## WHAT TO DO
Copy every line of the material below without changing a character, and leave the pictures out of your copy.

[Dataset entries]
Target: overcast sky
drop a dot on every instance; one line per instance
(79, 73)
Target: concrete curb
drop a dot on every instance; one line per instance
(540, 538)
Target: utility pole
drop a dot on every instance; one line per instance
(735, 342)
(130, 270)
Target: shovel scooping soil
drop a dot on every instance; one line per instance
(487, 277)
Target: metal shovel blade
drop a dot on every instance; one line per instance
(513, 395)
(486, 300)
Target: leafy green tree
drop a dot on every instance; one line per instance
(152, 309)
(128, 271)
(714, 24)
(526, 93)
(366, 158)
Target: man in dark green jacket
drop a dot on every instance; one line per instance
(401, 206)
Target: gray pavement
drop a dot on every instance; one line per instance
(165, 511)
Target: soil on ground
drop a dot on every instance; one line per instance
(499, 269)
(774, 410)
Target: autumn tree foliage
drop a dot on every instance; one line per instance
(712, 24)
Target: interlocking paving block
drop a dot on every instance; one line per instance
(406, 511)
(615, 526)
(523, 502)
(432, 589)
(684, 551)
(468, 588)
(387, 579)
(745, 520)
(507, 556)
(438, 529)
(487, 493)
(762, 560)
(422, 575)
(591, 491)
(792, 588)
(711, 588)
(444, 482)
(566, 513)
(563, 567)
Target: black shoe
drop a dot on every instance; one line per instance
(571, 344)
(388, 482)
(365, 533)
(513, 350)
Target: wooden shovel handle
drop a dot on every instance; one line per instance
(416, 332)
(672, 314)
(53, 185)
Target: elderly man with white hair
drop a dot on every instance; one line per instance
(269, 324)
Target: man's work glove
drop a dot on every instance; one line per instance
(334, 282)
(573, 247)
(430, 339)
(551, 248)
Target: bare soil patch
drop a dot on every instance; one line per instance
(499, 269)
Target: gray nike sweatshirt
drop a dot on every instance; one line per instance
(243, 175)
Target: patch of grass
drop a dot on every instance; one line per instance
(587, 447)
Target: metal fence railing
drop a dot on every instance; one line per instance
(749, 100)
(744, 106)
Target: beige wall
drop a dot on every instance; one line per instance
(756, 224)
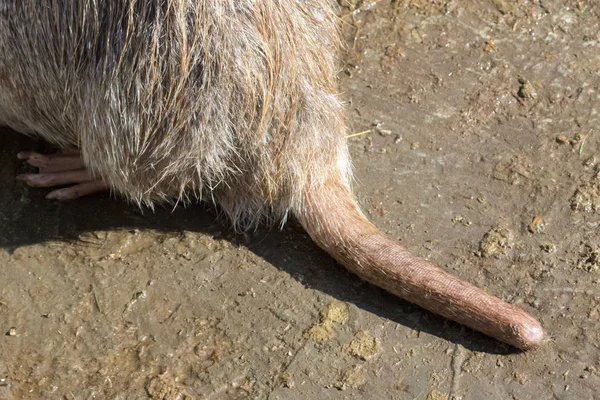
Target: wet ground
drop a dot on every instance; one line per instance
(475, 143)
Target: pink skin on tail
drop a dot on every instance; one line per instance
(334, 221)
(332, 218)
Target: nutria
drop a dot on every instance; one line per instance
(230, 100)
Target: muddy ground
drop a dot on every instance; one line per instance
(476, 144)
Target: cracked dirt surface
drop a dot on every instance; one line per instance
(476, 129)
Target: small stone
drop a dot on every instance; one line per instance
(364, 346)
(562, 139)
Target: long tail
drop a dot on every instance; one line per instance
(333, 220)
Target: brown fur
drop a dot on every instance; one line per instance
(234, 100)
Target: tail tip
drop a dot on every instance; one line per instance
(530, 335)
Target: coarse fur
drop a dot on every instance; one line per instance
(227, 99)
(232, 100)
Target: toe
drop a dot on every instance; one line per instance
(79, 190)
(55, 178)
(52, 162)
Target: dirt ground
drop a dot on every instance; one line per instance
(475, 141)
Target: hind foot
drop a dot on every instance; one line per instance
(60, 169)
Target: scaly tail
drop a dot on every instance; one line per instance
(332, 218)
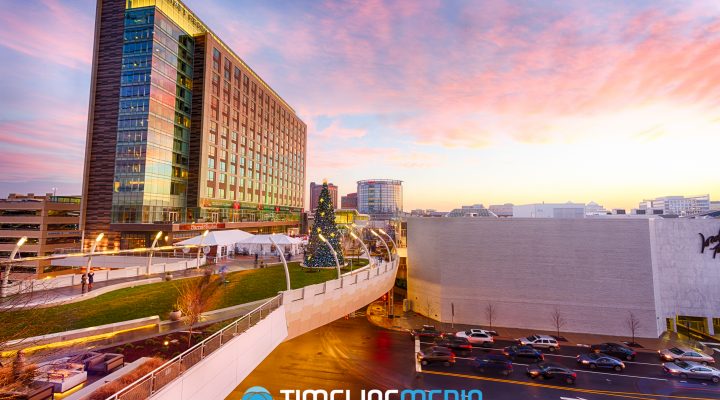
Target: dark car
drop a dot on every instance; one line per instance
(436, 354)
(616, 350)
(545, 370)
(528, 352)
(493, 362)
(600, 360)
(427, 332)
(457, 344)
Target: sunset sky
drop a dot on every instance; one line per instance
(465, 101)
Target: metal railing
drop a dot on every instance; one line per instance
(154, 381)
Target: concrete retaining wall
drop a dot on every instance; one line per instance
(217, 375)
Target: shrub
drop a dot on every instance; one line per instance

## SOLVED PROBLEM
Target: overcast sky
drop a dot on every instance; one line per instance
(79, 73)
Target: concrete curb
drop a dot on every instance; one line per instance
(540, 538)
Target: utility pole
drop a dot on every instance; one line per instance
(735, 342)
(130, 270)
Target: shovel scooping soil
drop a dot on every instance; one line per instance
(487, 277)
Target: metal shovel blade
drop a dot on every instance; one line per instance
(513, 395)
(486, 300)
Target: leafy green tree
drop a dot on every instance; one line per instance
(152, 309)
(128, 271)
(714, 24)
(526, 93)
(366, 158)
Target: man in dark green jacket
drop a dot on every instance; one line per instance
(401, 206)
Target: gray pavement
drop a dot on every instance; one line per instance
(165, 511)
Target: soil on ground
drop a dot on every instance; one line per instance
(499, 269)
(774, 410)
Target: autumn tree foliage
drop a dot on every instance; one line per instance
(712, 24)
Target: interlocking paving block
drop a dot on every instance; one line per instance
(406, 511)
(615, 526)
(523, 502)
(432, 589)
(684, 551)
(468, 588)
(387, 579)
(745, 520)
(507, 556)
(438, 529)
(487, 493)
(762, 560)
(422, 575)
(591, 491)
(792, 588)
(711, 588)
(444, 482)
(566, 513)
(563, 567)
Target: black shoe
drop a dot on every instance; one line per instance
(571, 344)
(388, 482)
(365, 533)
(513, 350)
Target: wooden shovel handle
drop a dot on every instance; one line per instance
(416, 332)
(672, 314)
(53, 185)
Target: elderly man with white hair
drop a dot on every instance; one line per instance
(269, 324)
Target: man's work glove
drop a dot on every instance; one line per instance
(334, 282)
(573, 247)
(430, 339)
(551, 248)
Target: bare soil patch
drop a dot on every instance; one line per instance
(499, 269)
Target: gray nike sweatshirt
drop a dot on every instance; one line per instance
(243, 175)
Target: patch of grass
drop a dot on every instance; one line per instance
(587, 447)
Target: metal fence railing
drop a dot on every instance; one line per instance
(749, 100)
(744, 106)
Target: beige wall
drop a dot on every instance; one line per instance
(756, 224)
Target: wet ground
drop a dot on every instance; one line per instance
(475, 143)
Target: pink skin on tail
drop a dot on every instance; one line per instance
(334, 221)
(332, 218)
Target: nutria
drop a dot on every instance; one line per instance
(230, 100)
Target: muddy ground
drop a dot on every instance; one line per instance
(476, 144)
Target: cracked dirt surface
drop a dot on every instance; one line per instance
(476, 129)
Target: small stone
drop a dot on every instance; one line per instance
(364, 346)
(562, 139)
Target: long tail
drop a dot on every instance; one line per instance
(333, 220)
Target: brown fur
drop a dot on every instance; one line per instance
(234, 100)
Target: tail tip
drop a dot on every instance; one line per instance
(530, 335)
Target: coarse fur
drop a dot on every instance; one line per instance
(227, 99)
(232, 100)
Target: toe
drop a dot on every instance; one line per instance
(79, 190)
(55, 178)
(52, 162)
Target: dirt ground
drop a dot on every instance; one line per instance
(475, 141)
Target: hind foot
drop a dot on every instance; one line per instance
(60, 169)
Target: scaly tail
drop a dot on every instance; one line per instance
(332, 218)
Target: dark car
drop a dot on every instance; one line per instance
(436, 354)
(616, 350)
(545, 370)
(528, 352)
(493, 362)
(600, 360)
(427, 332)
(457, 344)
Target: sunset sky
drop a dot on every instance; one line per instance
(465, 101)
Target: metal railing
drop a dot on every instance; one line per instance
(154, 381)
Target: concrete retaining wall
drop a dot on every instance; one line per instance
(217, 375)
Target: shrub
drop a dot on every instance; one line per instance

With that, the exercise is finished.